START Source material

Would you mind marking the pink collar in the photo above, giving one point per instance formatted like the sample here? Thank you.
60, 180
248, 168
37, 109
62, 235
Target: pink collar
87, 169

END Source material

» Task instructions
The complete listing, transcribed exactly, is the expected answer.

» Task output
Would you mind marking the pink collar in the photo above, giving one point per instance formatted like the sample here? Thank you.
60, 180
248, 168
37, 109
62, 235
Target: pink collar
87, 169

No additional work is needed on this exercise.